- [Instructions for the task]
Reproduce each of the following items verbatim, changing nothing.

- [Information given]
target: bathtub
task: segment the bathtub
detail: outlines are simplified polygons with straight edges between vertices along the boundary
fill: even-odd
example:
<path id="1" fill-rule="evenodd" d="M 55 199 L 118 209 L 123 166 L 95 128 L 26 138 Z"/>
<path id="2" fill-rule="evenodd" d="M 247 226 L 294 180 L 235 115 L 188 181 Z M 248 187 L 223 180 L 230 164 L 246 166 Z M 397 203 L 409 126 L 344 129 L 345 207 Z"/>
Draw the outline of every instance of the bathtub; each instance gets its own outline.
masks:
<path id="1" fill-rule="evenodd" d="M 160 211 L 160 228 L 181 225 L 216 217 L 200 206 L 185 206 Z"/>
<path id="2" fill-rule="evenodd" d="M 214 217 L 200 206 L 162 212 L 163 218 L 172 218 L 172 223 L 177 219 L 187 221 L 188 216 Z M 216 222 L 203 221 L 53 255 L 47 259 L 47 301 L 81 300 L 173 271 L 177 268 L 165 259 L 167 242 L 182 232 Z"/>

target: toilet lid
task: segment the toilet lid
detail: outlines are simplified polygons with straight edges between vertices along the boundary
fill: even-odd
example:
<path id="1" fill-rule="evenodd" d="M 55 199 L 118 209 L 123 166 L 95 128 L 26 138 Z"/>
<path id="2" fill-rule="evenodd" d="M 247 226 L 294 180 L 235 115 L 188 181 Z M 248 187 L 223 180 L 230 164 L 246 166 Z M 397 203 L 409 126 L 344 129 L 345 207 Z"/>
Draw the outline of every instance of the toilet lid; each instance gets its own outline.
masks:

- [Task response]
target: bathtub
task: segment the bathtub
detail: outlines are simplified polygons with straight edges between vertices along the boundary
fill: even-odd
example:
<path id="1" fill-rule="evenodd" d="M 55 199 L 118 209 L 123 166 L 95 128 L 26 138 Z"/>
<path id="2" fill-rule="evenodd" d="M 247 226 L 294 180 L 235 115 L 188 181 Z M 248 187 L 223 180 L 230 164 L 246 166 Z M 397 203 L 409 126 L 344 129 L 345 207 Z"/>
Draw the outline of every instance of the bathtub; each instance gets its own outline.
masks:
<path id="1" fill-rule="evenodd" d="M 160 211 L 160 228 L 181 225 L 216 217 L 200 206 L 185 206 Z"/>
<path id="2" fill-rule="evenodd" d="M 214 217 L 200 206 L 162 212 L 163 218 L 172 218 L 172 223 L 177 219 L 187 221 L 188 216 Z M 216 222 L 203 221 L 53 255 L 47 259 L 47 301 L 81 300 L 173 271 L 177 268 L 165 259 L 167 242 L 182 232 Z"/>

target: toilet lid
task: segment the toilet lid
detail: outlines are simplified polygons with straight edges between vertices along the boundary
fill: even-odd
example:
<path id="1" fill-rule="evenodd" d="M 55 199 L 118 209 L 123 166 L 95 128 L 26 138 Z"/>
<path id="2" fill-rule="evenodd" d="M 247 226 L 294 180 L 235 115 L 188 181 Z M 248 187 L 223 180 L 230 164 L 246 166 Z M 397 203 L 409 126 L 344 129 L 345 207 Z"/>
Draw the outline of every instance of the toilet lid; each instance gets its own outline.
masks:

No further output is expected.